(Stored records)

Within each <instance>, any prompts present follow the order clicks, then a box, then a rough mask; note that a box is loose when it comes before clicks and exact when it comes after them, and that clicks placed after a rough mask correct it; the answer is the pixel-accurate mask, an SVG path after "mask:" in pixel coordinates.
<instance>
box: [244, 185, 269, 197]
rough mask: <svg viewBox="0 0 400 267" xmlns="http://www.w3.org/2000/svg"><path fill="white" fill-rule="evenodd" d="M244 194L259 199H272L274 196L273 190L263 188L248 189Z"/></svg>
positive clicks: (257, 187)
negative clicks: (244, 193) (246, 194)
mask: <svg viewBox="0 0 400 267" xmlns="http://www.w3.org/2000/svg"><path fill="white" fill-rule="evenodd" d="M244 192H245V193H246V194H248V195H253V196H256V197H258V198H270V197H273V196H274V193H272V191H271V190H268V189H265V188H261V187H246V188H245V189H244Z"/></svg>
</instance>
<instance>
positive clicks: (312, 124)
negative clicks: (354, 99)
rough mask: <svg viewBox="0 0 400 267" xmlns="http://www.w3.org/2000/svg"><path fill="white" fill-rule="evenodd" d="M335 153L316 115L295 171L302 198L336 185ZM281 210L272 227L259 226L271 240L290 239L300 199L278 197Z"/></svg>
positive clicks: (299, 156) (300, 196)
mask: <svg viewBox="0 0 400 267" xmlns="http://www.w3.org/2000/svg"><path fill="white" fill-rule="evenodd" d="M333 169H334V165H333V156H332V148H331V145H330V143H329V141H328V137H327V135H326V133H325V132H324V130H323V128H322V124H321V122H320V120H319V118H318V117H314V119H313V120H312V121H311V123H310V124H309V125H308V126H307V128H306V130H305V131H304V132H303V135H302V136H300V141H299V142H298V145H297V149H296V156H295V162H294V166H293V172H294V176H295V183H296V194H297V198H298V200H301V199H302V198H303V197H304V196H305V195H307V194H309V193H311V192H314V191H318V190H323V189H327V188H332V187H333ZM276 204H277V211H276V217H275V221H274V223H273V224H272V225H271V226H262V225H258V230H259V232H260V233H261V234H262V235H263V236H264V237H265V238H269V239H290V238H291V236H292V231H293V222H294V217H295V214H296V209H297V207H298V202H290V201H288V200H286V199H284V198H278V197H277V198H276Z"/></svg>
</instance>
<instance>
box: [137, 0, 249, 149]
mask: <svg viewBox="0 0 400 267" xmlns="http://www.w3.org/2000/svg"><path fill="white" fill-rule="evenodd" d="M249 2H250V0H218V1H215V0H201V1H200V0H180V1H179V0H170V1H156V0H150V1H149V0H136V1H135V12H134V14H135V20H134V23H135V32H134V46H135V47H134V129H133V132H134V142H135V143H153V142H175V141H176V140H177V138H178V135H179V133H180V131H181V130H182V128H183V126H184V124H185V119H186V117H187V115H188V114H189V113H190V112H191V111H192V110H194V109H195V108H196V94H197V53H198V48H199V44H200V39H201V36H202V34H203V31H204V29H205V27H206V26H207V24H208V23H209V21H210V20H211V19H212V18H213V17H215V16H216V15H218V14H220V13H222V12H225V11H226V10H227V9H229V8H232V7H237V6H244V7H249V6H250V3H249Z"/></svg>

_Instructions to follow_
Change "loose" to "approximate" in the stored records from their start through the line containing "box: [244, 185, 269, 197]", and write out those lines with nothing else altered.

_Answer box_
Within each <instance>, any prompts present follow the order clicks, then a box, then a rough mask; note that a box is approximate when it comes before clicks and exact when it comes after them, and that clicks placed after a rough mask correct it; the answer is the pixel-accurate mask, an SVG path after "mask:" in pixel coordinates.
<instance>
box: [244, 185, 269, 197]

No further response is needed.